O burocratismo soviético (seria mais correto dizer anti-soviético) é o produto das contradições sociais entre a cidade e a aldeia, entre o proletariado e o campesinato (...), entre as repúblicas e os distritos nacionais, entre os diferentes grupos do campesinato, entre as distintas camadas da classe operária, entre os diversos grupos de consumidores e, finalmente, entre o Estado soviético de conjunto e seu entorno capitalista. [7]
           
            Este encadeamento de contradições, elencadas por Trotsky, desenvolveu-se a partir das políticas do Comunismo de Guerra, a partir de 1918, mas, mais precisamente, a partir da evolução das medidas de exceção da Nova Política Econômica – medidas como a proibição dos partidos políticos e das frações no interior do Partido bolchevique (ambas estas medidas datam de 1923), bem como o incremento das desigualdades sociais no interior do país. O crescimento econômico de 1923 garantiu a estabilização da burocracia e a conquista de alguns privilégios materiais (Trotsky referir-se-á ao fator “harém-limusine” como constituinte destes privilégios) [8].

→ **Entradas**:
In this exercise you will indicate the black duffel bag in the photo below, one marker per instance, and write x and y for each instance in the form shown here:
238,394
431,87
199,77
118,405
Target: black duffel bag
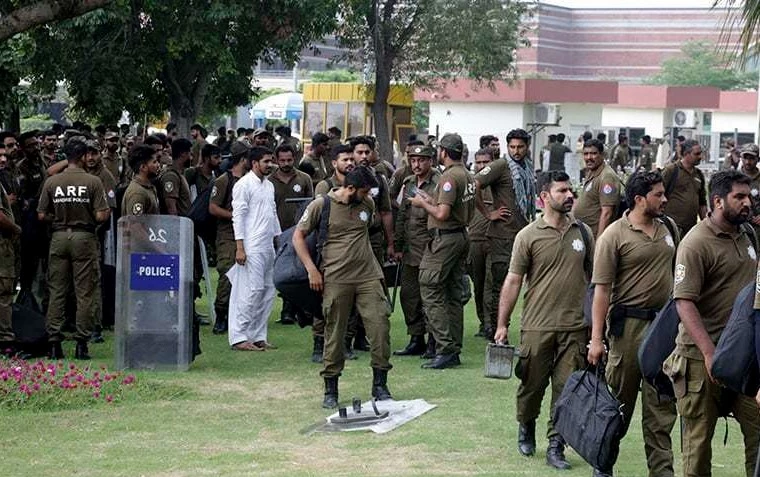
290,276
589,419
735,360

→ **Tarefas a realizar**:
1. As afirmações (a), (b) e (c) estão de acordo com o texto sobre o burocratismo soviético? Responda sim ou não a cada uma e cite literalmente as palavras do texto que decidem a resposta. (a) A proibição dos partidos políticos data de 1923. (b) O crescimento econômico de 1918 garantiu a estabilização da burocracia. (c) O burocratismo soviético resulta também de contradições entre o Estado soviético e seu entorno capitalista.
2. Como você prolongaria o texto sobre o burocratismo soviético com um parágrafo que comece logo após a última frase dele?
As entradas provêm de outra fonte.

→ **Respostas em ordem**:
1.
(a) Sim: "ambas estas medidas datam de 1923".
(b) Não: "O crescimento econômico de 1923 garantiu a estabilização da burocracia".
(c) Sim: "entre o Estado soviético de conjunto e seu entorno capitalista".

2.
            Em função da economia de espaço para este artigo, não desenvolverei as contradições que Trotsky aponta em seu texto. Duas delas, entretanto, merecem, no que cabe às intenções deste texto, uma atenção especial. Tratam-se, 1. da dialética entre a derrota das revoluções em outros países e o fortalecimento da burocracia; e 2. o que Trotsky formulou como “a aquisição, por parte do vencedor, dos hábitos do vencido”[9].
            A derrocada dos processos revolucionários na Alemanha, em 1923, seguida pela derrocada do processo chinês de 1925-27 (e poderia citar ainda outros, como a Hungria e a Bulgária, de 1918) isolaram a Rússia, mantendo-a atrasada economicamente em relação ao Ocidente e sustentando a posição da burocracia. Ao mesmo tempo, as direções da Comintern, orientadas pela burocracia stalinista e pela política da mesma de “socialismo em um só país” promoveram também a derrocada destes processos, alçando a burocracia a postos cada vez mais consolidados. Desta maneira, da necessidade da burocracia soviética de regular as contradições entre o campesinato e o proletariado russos, bem como entre a União Soviética e o imperialismo – mediante todo o tipo de aventureirismos e oportunismos – deriva o caráter centrista, ou seja, de constante oscilação política, da burocracia soviética (ou anti-soviética) fundamentado na elevação desta em relação às massas (Trotsky chegar a empregar a notável expressão “vitória da burocracia sobre as massas”).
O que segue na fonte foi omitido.